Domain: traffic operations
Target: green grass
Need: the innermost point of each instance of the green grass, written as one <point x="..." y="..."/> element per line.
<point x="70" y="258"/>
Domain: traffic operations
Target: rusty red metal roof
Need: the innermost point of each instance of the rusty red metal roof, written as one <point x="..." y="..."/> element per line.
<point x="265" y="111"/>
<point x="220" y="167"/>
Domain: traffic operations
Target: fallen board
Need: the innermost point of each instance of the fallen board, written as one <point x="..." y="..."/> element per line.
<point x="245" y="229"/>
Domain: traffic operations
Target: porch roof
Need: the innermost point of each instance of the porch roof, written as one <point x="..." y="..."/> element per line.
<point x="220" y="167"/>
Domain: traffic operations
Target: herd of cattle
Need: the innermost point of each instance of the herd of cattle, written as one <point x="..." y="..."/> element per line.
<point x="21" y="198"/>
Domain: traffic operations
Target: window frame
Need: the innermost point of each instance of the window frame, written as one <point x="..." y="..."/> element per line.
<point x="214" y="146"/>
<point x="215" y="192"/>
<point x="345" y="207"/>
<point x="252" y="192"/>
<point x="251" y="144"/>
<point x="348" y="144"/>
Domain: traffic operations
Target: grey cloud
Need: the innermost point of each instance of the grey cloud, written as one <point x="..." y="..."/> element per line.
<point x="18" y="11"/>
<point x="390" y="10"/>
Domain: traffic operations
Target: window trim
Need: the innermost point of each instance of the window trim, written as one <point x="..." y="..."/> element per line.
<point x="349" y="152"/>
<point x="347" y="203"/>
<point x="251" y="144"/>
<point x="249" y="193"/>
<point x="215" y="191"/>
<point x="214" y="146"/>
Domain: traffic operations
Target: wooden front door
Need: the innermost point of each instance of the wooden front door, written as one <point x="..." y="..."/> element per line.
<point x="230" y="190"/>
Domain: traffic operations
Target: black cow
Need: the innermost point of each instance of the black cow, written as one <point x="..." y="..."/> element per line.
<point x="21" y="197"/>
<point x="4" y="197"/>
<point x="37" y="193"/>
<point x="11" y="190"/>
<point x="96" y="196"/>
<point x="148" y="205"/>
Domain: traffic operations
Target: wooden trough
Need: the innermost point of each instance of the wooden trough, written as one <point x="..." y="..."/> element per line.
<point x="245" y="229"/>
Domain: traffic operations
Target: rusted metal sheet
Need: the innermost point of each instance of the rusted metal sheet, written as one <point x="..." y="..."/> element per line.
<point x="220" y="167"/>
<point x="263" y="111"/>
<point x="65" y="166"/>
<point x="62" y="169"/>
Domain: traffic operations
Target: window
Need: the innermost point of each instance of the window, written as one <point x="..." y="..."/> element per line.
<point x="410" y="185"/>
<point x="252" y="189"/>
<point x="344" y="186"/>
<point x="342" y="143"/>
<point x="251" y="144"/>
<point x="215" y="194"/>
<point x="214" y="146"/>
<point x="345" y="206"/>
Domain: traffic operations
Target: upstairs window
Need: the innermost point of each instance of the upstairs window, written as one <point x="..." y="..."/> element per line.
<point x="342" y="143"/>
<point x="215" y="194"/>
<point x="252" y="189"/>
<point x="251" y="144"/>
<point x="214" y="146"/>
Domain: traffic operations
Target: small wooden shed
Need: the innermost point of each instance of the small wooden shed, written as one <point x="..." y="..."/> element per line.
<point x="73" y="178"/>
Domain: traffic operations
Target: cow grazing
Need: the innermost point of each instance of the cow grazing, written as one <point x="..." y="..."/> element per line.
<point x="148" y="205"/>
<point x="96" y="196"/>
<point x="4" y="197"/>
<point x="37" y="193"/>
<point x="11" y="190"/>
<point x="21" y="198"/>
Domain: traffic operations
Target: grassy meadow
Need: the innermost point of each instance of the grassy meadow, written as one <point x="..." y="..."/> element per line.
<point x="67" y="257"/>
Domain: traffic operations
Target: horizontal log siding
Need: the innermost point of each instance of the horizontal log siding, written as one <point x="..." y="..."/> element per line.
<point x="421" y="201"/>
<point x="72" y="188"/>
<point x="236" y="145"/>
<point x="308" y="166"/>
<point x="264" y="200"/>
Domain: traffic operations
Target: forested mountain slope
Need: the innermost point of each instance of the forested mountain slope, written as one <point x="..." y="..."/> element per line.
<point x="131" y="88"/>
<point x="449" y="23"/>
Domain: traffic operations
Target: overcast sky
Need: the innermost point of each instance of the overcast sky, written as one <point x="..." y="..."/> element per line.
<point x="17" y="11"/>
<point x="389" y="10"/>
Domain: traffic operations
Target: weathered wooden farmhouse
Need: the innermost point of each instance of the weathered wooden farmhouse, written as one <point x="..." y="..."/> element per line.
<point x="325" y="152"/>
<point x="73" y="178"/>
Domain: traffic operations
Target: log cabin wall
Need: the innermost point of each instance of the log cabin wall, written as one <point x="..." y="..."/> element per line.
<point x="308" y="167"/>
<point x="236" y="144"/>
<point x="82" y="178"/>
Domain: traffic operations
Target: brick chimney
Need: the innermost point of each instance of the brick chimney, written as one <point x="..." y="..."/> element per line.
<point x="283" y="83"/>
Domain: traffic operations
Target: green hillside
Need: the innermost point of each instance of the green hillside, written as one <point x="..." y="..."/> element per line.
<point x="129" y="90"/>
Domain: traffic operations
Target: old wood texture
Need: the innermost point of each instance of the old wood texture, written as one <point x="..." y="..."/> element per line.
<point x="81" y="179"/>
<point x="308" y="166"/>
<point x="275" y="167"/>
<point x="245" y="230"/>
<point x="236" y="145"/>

────────────────────

Problem statement
Please copy exactly the lines from the first line of the records above through the line containing "Target: fallen board", including both, and nothing more.

Response for this exercise
Domain: traffic operations
Target: green grass
Need: the innermost point of each instance of the green grass, written as one <point x="..." y="..."/> element per line.
<point x="70" y="258"/>
Domain: traffic operations
Target: rusty red metal roof
Need: the innermost point of each instance of the rusty red metal roof, written as one <point x="..." y="..."/> element per line.
<point x="265" y="111"/>
<point x="220" y="167"/>
Domain: traffic operations
Target: fallen board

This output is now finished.